From the line with "locate the perched" up to and including the line with "top-left (49, 32), bottom-right (384, 400)", rewrite these lines with "perched butterfly" replaced by "resting butterfly". Leave everything else as it is.
----- Data shown
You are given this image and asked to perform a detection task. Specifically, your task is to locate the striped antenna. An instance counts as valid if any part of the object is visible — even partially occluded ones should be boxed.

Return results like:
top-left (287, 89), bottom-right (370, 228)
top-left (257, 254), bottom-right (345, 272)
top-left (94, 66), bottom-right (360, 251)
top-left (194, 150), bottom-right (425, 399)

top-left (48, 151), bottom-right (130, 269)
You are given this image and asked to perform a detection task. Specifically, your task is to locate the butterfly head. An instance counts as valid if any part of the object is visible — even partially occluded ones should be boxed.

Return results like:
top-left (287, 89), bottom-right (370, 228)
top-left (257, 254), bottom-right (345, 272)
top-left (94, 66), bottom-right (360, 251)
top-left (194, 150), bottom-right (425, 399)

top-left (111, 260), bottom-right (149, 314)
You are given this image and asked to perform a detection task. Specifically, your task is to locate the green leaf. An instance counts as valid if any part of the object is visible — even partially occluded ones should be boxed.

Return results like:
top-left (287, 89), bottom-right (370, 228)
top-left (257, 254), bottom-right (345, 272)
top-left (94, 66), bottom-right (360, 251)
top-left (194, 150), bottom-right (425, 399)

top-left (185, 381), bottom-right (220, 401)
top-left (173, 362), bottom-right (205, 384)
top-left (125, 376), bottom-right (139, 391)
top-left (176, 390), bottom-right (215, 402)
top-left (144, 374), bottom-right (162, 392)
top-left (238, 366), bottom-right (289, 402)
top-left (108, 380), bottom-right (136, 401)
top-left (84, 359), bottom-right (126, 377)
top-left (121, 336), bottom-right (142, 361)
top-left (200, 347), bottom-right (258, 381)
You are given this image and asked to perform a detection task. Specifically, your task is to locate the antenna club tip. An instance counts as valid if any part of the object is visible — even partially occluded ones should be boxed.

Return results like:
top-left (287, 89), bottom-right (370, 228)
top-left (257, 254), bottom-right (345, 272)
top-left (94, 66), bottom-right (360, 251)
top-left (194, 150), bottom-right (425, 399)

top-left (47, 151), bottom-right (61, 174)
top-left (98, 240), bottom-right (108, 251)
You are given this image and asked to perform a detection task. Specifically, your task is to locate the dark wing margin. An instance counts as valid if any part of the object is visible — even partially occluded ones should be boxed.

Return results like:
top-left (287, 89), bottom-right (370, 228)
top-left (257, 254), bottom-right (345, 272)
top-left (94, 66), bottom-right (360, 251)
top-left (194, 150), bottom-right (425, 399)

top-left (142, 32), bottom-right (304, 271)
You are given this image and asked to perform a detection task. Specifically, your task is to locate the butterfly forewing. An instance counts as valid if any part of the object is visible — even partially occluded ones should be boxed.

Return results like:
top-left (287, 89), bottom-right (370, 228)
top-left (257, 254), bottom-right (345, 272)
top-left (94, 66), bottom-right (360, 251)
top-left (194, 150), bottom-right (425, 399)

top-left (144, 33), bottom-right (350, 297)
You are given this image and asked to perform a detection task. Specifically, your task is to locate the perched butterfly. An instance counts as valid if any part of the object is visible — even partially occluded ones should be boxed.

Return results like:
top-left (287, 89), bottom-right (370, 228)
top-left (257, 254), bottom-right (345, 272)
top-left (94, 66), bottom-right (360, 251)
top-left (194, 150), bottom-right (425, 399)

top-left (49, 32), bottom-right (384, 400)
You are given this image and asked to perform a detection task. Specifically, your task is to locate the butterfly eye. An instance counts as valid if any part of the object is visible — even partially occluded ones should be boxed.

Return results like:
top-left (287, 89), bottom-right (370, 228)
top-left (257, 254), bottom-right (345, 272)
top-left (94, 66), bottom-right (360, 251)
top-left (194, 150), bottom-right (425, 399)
----------
▶ Solved problem
You are given this image and asked to perform a detection task. Specifically, your task is to locate the resting butterfly. An instance counts as valid if any part of the object is visible — even partially occluded ones should be boxed.

Return results like:
top-left (287, 89), bottom-right (370, 228)
top-left (257, 254), bottom-right (345, 272)
top-left (94, 66), bottom-right (360, 251)
top-left (194, 150), bottom-right (425, 399)

top-left (49, 32), bottom-right (384, 400)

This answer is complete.